Records for this exercise: Begin
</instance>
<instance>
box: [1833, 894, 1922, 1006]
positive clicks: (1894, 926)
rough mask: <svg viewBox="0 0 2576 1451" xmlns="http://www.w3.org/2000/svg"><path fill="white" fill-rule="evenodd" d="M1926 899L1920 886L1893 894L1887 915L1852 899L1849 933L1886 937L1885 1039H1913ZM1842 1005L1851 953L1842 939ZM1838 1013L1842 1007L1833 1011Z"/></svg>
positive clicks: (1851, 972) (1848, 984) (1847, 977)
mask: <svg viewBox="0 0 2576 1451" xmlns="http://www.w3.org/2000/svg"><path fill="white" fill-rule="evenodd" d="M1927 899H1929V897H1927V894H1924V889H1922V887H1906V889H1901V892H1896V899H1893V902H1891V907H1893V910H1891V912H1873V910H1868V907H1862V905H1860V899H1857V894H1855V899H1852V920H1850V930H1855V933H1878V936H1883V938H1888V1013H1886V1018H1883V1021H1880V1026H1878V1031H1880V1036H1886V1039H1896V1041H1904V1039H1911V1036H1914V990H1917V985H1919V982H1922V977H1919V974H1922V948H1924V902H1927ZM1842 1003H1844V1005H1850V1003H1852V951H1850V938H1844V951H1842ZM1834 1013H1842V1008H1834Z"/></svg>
Records for this exercise: End
* [What needs to be done]
Write out all of the lines above again, character for character.

* [Response to the exercise]
</instance>
<instance>
box: [1833, 894, 1922, 1006]
positive clicks: (1894, 926)
rough mask: <svg viewBox="0 0 2576 1451" xmlns="http://www.w3.org/2000/svg"><path fill="white" fill-rule="evenodd" d="M1926 899L1920 886L1893 894L1887 915L1852 899L1849 933L1886 937L1885 1039H1913ZM1842 1005L1851 953L1842 939ZM1838 1013L1842 1007L1833 1011Z"/></svg>
positive clicks: (1851, 972) (1848, 984) (1847, 977)
mask: <svg viewBox="0 0 2576 1451" xmlns="http://www.w3.org/2000/svg"><path fill="white" fill-rule="evenodd" d="M1927 899H1929V897H1927V894H1924V889H1922V887H1906V889H1901V892H1896V899H1893V902H1891V907H1893V910H1891V912H1873V910H1868V907H1862V905H1860V899H1857V894H1855V899H1852V920H1850V930H1855V933H1878V936H1883V938H1888V1013H1886V1018H1883V1021H1880V1026H1878V1031H1880V1036H1886V1039H1896V1041H1904V1039H1911V1036H1914V990H1917V985H1919V982H1922V977H1919V974H1922V948H1924V902H1927ZM1842 1003H1844V1005H1850V1003H1852V951H1850V938H1844V951H1842ZM1834 1013H1842V1008H1834Z"/></svg>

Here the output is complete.